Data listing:
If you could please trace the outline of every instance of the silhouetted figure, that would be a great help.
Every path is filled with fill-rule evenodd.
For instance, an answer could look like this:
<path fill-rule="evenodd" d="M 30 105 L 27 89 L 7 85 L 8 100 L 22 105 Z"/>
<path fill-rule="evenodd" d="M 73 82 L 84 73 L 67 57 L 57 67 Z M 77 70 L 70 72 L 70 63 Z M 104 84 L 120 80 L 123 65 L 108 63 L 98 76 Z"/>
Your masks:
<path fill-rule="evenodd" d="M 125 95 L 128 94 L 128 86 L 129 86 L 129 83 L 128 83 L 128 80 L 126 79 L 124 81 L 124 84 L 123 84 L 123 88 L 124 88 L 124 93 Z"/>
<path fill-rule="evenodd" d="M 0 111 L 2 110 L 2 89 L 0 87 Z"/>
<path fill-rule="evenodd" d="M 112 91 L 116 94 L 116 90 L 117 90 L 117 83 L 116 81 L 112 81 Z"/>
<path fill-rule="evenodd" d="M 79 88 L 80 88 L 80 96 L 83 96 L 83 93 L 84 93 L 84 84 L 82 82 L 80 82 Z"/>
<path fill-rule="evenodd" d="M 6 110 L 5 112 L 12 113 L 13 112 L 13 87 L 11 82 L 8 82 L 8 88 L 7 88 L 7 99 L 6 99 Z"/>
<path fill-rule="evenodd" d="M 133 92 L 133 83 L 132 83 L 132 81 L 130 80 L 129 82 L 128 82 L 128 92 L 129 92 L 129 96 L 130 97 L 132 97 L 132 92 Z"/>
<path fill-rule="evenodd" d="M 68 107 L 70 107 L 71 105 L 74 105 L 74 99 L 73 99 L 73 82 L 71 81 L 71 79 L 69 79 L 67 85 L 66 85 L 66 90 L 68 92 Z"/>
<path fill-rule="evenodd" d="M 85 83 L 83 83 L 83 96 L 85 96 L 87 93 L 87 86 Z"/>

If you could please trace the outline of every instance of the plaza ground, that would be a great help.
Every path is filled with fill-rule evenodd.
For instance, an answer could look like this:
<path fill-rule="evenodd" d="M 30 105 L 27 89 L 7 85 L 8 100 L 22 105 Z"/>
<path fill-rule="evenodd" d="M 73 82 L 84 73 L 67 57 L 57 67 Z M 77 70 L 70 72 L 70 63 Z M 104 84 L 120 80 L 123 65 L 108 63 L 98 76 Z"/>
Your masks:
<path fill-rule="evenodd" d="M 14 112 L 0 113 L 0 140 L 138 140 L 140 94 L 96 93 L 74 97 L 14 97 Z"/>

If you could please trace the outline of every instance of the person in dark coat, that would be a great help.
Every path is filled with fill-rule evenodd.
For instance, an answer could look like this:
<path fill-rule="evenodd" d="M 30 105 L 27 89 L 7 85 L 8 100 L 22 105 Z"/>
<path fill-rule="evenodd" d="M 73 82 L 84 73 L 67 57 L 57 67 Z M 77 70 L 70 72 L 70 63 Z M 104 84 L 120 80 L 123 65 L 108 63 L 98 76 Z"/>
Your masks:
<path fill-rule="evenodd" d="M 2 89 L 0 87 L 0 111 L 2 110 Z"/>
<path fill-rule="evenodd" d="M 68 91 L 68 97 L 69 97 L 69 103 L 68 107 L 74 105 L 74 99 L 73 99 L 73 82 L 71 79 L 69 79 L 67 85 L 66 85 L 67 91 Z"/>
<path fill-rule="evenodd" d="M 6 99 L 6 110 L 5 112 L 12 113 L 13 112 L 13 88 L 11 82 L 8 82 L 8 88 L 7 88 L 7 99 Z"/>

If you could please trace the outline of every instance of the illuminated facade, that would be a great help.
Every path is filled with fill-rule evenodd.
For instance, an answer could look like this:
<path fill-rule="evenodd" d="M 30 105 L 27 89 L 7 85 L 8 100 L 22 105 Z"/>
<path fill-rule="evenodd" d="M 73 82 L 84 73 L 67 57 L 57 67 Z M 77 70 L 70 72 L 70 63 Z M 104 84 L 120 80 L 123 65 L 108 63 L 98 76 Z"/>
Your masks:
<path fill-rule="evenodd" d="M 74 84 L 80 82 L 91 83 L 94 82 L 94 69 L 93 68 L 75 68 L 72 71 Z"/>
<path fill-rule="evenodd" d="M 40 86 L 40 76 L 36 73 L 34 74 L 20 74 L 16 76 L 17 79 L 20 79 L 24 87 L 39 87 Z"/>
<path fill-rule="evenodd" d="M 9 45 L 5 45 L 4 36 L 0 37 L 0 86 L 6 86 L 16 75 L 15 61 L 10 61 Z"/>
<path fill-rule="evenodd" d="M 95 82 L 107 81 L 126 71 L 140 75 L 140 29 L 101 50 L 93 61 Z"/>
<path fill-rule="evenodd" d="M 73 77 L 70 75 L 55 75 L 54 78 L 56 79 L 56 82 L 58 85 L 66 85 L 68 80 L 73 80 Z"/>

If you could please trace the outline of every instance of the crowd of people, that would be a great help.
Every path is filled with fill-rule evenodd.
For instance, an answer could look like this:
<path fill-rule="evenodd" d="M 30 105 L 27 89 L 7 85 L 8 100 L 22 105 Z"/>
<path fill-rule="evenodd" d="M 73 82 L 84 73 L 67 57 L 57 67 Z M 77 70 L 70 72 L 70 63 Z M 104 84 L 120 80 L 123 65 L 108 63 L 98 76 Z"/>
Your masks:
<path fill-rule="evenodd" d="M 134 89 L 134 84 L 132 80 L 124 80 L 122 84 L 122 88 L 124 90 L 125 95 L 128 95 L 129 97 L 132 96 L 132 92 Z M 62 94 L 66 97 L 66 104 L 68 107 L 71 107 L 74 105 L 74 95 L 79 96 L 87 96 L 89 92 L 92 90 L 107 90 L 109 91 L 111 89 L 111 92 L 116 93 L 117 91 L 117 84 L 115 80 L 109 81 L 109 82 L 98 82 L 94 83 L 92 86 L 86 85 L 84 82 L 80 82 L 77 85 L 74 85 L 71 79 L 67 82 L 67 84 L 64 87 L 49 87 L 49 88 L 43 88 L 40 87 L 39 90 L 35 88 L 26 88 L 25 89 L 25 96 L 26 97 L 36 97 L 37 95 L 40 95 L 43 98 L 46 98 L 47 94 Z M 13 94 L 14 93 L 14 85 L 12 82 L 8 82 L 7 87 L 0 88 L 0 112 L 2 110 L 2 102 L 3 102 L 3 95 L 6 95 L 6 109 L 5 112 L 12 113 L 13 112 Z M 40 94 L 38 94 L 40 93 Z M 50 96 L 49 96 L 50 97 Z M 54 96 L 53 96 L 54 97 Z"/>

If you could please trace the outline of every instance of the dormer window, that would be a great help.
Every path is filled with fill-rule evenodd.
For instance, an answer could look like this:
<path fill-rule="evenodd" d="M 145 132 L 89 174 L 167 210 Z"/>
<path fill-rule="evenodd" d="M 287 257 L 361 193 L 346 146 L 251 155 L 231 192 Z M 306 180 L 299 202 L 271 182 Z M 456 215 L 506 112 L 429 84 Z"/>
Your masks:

• _Given exercise_:
Quote every line of the material above word for word.

• _Exercise output_:
If you could please trace the outline of every instance of the silhouetted figure, that would be a great help.
Every path is filled with fill-rule evenodd.
For instance, an answer could look like this:
<path fill-rule="evenodd" d="M 30 105 L 27 89 L 7 85 L 8 100 L 22 105 Z"/>
<path fill-rule="evenodd" d="M 73 82 L 84 73 L 67 57 L 57 67 Z M 77 70 L 70 72 L 70 63 Z M 104 84 L 120 80 L 123 65 L 108 63 L 98 76 Z"/>
Your masks:
<path fill-rule="evenodd" d="M 125 95 L 128 94 L 128 86 L 129 86 L 129 83 L 128 83 L 128 80 L 126 79 L 124 81 L 124 84 L 123 84 L 123 88 L 124 88 L 124 93 Z"/>
<path fill-rule="evenodd" d="M 0 111 L 2 110 L 2 89 L 0 87 Z"/>
<path fill-rule="evenodd" d="M 112 91 L 116 94 L 116 90 L 117 90 L 117 83 L 116 81 L 112 81 Z"/>
<path fill-rule="evenodd" d="M 79 88 L 80 88 L 80 96 L 83 96 L 83 93 L 84 93 L 84 84 L 82 82 L 80 82 Z"/>
<path fill-rule="evenodd" d="M 6 110 L 5 112 L 12 113 L 13 112 L 13 87 L 11 82 L 8 82 L 8 88 L 7 88 L 7 99 L 6 99 Z"/>
<path fill-rule="evenodd" d="M 133 92 L 133 83 L 132 83 L 132 81 L 130 80 L 129 82 L 128 82 L 128 92 L 129 92 L 129 96 L 130 97 L 132 97 L 132 92 Z"/>
<path fill-rule="evenodd" d="M 68 107 L 70 107 L 71 105 L 74 105 L 74 99 L 73 99 L 73 82 L 71 81 L 71 79 L 69 79 L 67 85 L 66 85 L 66 90 L 68 92 Z"/>
<path fill-rule="evenodd" d="M 85 83 L 83 83 L 83 96 L 85 96 L 87 93 L 87 86 Z"/>

If you could please trace the outline of every instance of the plaza ground, that would be a great help.
Every path is filled with fill-rule evenodd.
For instance, an answer could look like this:
<path fill-rule="evenodd" d="M 30 105 L 27 89 L 7 85 L 8 100 L 22 105 Z"/>
<path fill-rule="evenodd" d="M 73 82 L 84 73 L 67 57 L 57 67 Z M 77 70 L 70 72 L 70 63 Z M 104 84 L 120 80 L 123 65 L 108 63 L 98 76 Z"/>
Your masks:
<path fill-rule="evenodd" d="M 14 112 L 0 113 L 0 140 L 138 140 L 140 94 L 96 93 L 74 97 L 14 97 Z"/>

If you could please trace the outline of every instance of the person in dark coat, that would be a great help.
Every path is filled with fill-rule evenodd.
For instance, an answer could look like this:
<path fill-rule="evenodd" d="M 30 105 L 27 89 L 7 85 L 8 100 L 22 105 Z"/>
<path fill-rule="evenodd" d="M 73 82 L 84 73 L 67 57 L 57 67 Z M 77 70 L 70 72 L 70 63 Z M 104 84 L 120 80 L 123 65 L 108 63 L 98 76 Z"/>
Your masks:
<path fill-rule="evenodd" d="M 2 89 L 0 87 L 0 111 L 2 110 Z"/>
<path fill-rule="evenodd" d="M 68 91 L 68 97 L 69 97 L 69 103 L 68 107 L 74 105 L 74 99 L 73 99 L 73 82 L 71 79 L 69 79 L 67 85 L 66 85 L 67 91 Z"/>
<path fill-rule="evenodd" d="M 6 99 L 6 110 L 5 112 L 12 113 L 13 112 L 13 88 L 11 82 L 8 82 L 8 88 L 7 88 L 7 99 Z"/>

If you could please trace the outline of every instance of the illuminated facade, that would be a great help.
Every path is filled with fill-rule evenodd.
For instance, an answer could look like this:
<path fill-rule="evenodd" d="M 30 105 L 27 89 L 7 85 L 8 100 L 22 105 Z"/>
<path fill-rule="evenodd" d="M 73 82 L 84 73 L 67 57 L 57 67 Z M 77 70 L 70 72 L 70 63 Z M 104 84 L 120 80 L 123 65 L 108 63 L 98 76 Z"/>
Your masks:
<path fill-rule="evenodd" d="M 74 84 L 80 82 L 91 83 L 94 82 L 94 69 L 93 68 L 75 68 L 72 71 Z"/>
<path fill-rule="evenodd" d="M 40 86 L 40 76 L 36 73 L 34 74 L 20 74 L 16 76 L 17 79 L 20 79 L 24 87 L 39 87 Z"/>
<path fill-rule="evenodd" d="M 9 45 L 5 45 L 4 36 L 0 37 L 0 86 L 6 86 L 16 75 L 15 61 L 10 61 Z"/>
<path fill-rule="evenodd" d="M 95 82 L 107 81 L 126 71 L 140 75 L 140 29 L 101 50 L 93 61 Z"/>
<path fill-rule="evenodd" d="M 73 77 L 70 75 L 55 75 L 54 78 L 56 79 L 56 82 L 58 85 L 66 85 L 68 80 L 73 80 Z"/>

If you could please trace the outline of every instance of the crowd of people, that would be a great help.
Every path is filled with fill-rule evenodd.
For instance, an answer could look like this:
<path fill-rule="evenodd" d="M 30 105 L 27 89 L 7 85 L 8 100 L 22 105 Z"/>
<path fill-rule="evenodd" d="M 73 82 L 84 73 L 67 57 L 57 67 Z M 77 70 L 70 72 L 70 63 Z M 104 84 L 120 80 L 123 65 L 108 63 L 98 76 Z"/>
Your masks:
<path fill-rule="evenodd" d="M 134 89 L 134 84 L 132 80 L 124 80 L 122 84 L 122 88 L 124 90 L 125 95 L 128 95 L 129 97 L 132 96 L 132 92 Z M 62 94 L 66 97 L 66 104 L 68 107 L 71 107 L 74 105 L 74 95 L 79 96 L 87 96 L 89 92 L 92 90 L 107 90 L 109 91 L 111 89 L 111 92 L 116 93 L 117 91 L 117 84 L 115 80 L 109 81 L 109 82 L 98 82 L 94 83 L 92 86 L 86 85 L 84 82 L 80 82 L 77 85 L 74 85 L 71 79 L 67 82 L 67 84 L 64 87 L 49 87 L 49 88 L 43 88 L 40 87 L 39 90 L 35 88 L 26 88 L 25 89 L 25 96 L 26 97 L 36 97 L 37 95 L 40 95 L 43 98 L 46 98 L 47 94 Z M 13 94 L 14 93 L 14 85 L 12 82 L 8 82 L 7 87 L 0 88 L 0 112 L 2 110 L 2 102 L 3 102 L 3 95 L 6 95 L 6 109 L 5 112 L 12 113 L 13 112 Z M 40 94 L 38 94 L 40 93 Z M 50 96 L 49 96 L 50 97 Z M 54 96 L 53 96 L 54 97 Z"/>

If you could please trace the outline of every instance of the dormer window, that would be a great help.
Every path is filled with fill-rule evenodd.
For instance, an answer could look like this:
<path fill-rule="evenodd" d="M 145 132 L 89 174 L 167 210 Z"/>
<path fill-rule="evenodd" d="M 287 257 L 361 193 L 346 146 L 251 155 L 231 192 Z M 306 180 L 299 202 L 271 182 Z M 456 215 L 506 112 L 429 84 Z"/>
Your masks:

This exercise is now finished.